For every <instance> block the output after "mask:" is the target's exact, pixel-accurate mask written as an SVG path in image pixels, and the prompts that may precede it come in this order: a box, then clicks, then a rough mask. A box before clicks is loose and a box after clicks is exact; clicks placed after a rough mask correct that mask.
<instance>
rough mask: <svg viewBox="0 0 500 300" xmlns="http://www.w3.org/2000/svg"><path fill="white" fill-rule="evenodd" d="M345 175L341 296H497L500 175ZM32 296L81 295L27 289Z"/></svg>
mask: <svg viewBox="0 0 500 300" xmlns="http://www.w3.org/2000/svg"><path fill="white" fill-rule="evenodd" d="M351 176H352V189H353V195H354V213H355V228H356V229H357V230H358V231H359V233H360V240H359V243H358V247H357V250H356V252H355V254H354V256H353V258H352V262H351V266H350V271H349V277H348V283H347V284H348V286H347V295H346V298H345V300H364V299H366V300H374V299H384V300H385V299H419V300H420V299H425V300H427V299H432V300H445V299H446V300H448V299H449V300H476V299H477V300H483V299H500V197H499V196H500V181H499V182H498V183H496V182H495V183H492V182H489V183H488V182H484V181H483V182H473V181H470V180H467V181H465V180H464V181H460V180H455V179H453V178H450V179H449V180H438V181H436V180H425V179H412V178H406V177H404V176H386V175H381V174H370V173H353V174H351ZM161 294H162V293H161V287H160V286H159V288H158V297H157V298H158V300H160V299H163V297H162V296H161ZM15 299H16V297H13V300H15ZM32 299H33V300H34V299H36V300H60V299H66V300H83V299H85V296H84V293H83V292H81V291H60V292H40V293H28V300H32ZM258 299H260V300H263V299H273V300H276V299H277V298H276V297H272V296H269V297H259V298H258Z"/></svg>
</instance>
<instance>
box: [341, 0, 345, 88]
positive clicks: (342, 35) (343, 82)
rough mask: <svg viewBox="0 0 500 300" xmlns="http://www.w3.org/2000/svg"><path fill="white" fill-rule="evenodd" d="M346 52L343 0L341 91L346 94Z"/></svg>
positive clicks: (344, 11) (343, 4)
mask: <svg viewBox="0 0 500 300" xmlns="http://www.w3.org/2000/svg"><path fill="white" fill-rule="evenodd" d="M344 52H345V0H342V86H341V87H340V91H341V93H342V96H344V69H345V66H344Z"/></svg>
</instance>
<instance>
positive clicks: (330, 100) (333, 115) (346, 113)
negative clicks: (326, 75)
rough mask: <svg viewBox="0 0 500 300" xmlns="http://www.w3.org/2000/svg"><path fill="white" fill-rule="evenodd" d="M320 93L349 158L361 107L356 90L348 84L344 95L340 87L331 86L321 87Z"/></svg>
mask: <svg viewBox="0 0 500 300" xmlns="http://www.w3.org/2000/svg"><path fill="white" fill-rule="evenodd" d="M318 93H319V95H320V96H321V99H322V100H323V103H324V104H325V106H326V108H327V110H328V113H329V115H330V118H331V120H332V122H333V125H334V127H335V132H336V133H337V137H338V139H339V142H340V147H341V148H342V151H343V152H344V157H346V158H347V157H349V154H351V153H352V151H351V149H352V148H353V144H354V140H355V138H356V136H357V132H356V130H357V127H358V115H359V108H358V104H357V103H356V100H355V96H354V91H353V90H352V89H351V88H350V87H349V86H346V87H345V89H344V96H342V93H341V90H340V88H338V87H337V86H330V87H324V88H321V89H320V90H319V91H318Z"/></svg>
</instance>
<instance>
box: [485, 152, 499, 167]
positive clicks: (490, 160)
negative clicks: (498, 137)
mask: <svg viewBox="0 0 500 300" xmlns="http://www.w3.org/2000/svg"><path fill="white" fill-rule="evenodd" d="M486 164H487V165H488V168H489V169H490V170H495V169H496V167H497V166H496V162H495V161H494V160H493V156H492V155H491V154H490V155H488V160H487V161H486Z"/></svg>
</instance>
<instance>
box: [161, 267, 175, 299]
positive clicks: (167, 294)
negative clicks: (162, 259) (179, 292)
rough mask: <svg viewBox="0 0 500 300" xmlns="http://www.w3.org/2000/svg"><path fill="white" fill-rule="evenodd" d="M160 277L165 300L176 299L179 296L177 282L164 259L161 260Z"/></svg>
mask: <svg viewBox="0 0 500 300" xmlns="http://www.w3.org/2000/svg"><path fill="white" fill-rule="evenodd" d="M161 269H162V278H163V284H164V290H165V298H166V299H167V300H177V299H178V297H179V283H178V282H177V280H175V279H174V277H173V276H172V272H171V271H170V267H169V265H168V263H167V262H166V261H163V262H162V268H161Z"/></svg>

Assigned task :: Copy out the items from their first line through the line that contains "175L341 296H497L500 175ZM32", including both, character for character and nothing else.

Written answer ::
For every <instance> block the output after "mask:" is the target's exact, pixel-accurate mask written as an SVG path in image pixels, and the prompts that may precede it come in this order: a box, then clicks, then a rough mask. A box before clicks is loose and a box after clicks is exact; clicks placed after a rough mask correct that mask.
<instance>
rough mask: <svg viewBox="0 0 500 300" xmlns="http://www.w3.org/2000/svg"><path fill="white" fill-rule="evenodd" d="M345 175L341 296H497L500 175ZM32 296L81 295L27 289Z"/></svg>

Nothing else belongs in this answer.